◆ **To be done**
(1) In the note on image compression, list every term that names a category of compression or its absence.
(2) Write out the part of the note on image compression that opens with the words containing "For storing your" and closes with "be 100% perfect.".

◆ **Text segment**
----

For storing your images with no loss in quality (if this is what you wanted to do) I recommend .png. You can make the size smaller than .bmp and the image will still be 100% perfect.
A longer explanation:
Uncompressed
Not compressed. Not made smaller. If we are dealing with Images then I believe .bmp is the only (or at least the most 'common') uncompressed format available. Not recommended for nearly any use these days. To make a metaphore we could say that if we wanted to leave a blanket uncompressed, we would do nothing to the blanket and just spread it out like normal.
Compressed
File has been made smaller. Can be one of two general styles of compression: Lossless or lossy. Both make the file smaller but in different ways. Lossy generally makes the file much smaller than lossless but loses information about the original. Lossy compression is used with media files much more often than lossless.

----

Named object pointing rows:

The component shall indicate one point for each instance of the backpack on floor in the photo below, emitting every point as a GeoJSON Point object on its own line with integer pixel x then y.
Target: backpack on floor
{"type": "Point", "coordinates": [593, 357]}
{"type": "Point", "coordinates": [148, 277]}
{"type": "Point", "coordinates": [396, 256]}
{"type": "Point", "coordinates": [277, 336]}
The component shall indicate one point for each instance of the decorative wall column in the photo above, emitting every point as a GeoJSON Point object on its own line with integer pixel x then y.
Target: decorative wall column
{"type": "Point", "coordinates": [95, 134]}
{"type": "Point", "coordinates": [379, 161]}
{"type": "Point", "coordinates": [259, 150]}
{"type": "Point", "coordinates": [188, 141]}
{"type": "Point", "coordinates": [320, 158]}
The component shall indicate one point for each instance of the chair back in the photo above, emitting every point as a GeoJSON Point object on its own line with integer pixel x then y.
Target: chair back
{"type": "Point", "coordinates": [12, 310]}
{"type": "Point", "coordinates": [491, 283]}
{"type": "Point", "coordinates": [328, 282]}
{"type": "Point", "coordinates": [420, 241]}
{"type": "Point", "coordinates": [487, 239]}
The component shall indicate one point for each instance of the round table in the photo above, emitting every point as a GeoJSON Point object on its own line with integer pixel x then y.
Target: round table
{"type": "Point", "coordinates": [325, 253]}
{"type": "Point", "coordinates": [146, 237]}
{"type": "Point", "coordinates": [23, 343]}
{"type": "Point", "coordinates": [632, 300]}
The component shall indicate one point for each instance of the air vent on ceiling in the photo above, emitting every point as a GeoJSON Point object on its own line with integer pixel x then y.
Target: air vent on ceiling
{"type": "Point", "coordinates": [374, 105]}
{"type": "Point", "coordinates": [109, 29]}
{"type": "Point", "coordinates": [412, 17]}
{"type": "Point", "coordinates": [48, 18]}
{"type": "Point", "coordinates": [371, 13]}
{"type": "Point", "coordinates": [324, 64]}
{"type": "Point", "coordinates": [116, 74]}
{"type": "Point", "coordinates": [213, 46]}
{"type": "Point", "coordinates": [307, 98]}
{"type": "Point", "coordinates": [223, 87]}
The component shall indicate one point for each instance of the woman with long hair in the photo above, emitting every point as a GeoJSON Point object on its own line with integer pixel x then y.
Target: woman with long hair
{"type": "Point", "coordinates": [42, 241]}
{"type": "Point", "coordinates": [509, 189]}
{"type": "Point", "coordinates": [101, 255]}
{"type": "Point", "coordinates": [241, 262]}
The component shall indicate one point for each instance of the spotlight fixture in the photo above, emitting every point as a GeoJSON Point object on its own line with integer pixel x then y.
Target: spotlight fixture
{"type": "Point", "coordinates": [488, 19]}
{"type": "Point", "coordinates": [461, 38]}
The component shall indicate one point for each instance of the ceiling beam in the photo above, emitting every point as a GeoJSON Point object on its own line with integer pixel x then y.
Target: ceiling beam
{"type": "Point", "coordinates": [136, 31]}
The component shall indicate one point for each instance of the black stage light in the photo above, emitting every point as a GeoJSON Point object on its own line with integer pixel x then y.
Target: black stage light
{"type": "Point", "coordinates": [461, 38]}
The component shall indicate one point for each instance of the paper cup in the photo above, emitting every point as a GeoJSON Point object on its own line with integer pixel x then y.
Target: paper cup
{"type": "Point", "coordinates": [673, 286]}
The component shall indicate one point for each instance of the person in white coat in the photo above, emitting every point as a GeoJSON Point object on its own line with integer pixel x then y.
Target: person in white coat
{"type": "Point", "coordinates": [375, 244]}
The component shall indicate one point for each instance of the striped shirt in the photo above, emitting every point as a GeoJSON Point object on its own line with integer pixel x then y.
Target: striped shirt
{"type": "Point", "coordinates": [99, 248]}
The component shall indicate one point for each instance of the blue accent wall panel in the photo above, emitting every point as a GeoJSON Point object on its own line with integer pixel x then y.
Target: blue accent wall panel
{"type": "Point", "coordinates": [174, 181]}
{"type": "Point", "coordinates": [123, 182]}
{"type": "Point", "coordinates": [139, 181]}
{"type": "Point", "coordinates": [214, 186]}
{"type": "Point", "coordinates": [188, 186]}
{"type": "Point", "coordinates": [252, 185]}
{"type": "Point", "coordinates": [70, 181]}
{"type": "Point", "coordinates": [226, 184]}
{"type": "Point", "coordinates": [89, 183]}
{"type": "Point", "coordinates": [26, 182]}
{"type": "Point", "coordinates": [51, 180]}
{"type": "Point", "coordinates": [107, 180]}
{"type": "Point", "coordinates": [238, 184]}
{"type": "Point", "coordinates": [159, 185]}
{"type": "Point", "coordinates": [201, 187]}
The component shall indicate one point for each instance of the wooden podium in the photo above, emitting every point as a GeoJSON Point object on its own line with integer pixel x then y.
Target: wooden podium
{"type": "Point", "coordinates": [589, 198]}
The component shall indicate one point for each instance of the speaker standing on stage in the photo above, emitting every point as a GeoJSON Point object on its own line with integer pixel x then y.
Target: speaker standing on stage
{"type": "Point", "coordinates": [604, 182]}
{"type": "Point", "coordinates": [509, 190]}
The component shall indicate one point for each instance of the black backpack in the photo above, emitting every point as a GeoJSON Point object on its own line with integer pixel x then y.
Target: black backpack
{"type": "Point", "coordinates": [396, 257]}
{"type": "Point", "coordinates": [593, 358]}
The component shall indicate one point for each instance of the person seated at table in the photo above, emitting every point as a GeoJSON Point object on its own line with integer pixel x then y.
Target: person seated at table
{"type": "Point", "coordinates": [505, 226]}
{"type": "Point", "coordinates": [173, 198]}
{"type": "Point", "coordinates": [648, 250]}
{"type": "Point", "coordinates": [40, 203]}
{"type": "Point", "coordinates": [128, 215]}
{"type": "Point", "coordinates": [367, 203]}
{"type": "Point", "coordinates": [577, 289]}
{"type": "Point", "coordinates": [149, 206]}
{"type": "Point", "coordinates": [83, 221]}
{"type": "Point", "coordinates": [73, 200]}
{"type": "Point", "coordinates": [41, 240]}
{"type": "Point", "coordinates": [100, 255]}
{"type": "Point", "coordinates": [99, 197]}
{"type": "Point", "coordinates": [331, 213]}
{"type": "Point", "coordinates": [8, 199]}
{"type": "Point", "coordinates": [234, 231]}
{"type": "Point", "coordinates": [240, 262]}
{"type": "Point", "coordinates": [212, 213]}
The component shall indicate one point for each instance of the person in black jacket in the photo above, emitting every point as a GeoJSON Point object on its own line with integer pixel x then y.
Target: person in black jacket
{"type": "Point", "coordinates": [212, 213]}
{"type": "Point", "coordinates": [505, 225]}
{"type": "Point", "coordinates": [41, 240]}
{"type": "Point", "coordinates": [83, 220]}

----

◆ **Completed exercise**
(1) Uncompressed, Compressed, Lossless, Lossy

(2)
For storing your images with no loss in quality (if this is what you wanted to do) I recommend .png. You can make the size smaller than .bmp and the image will still be 100% perfect.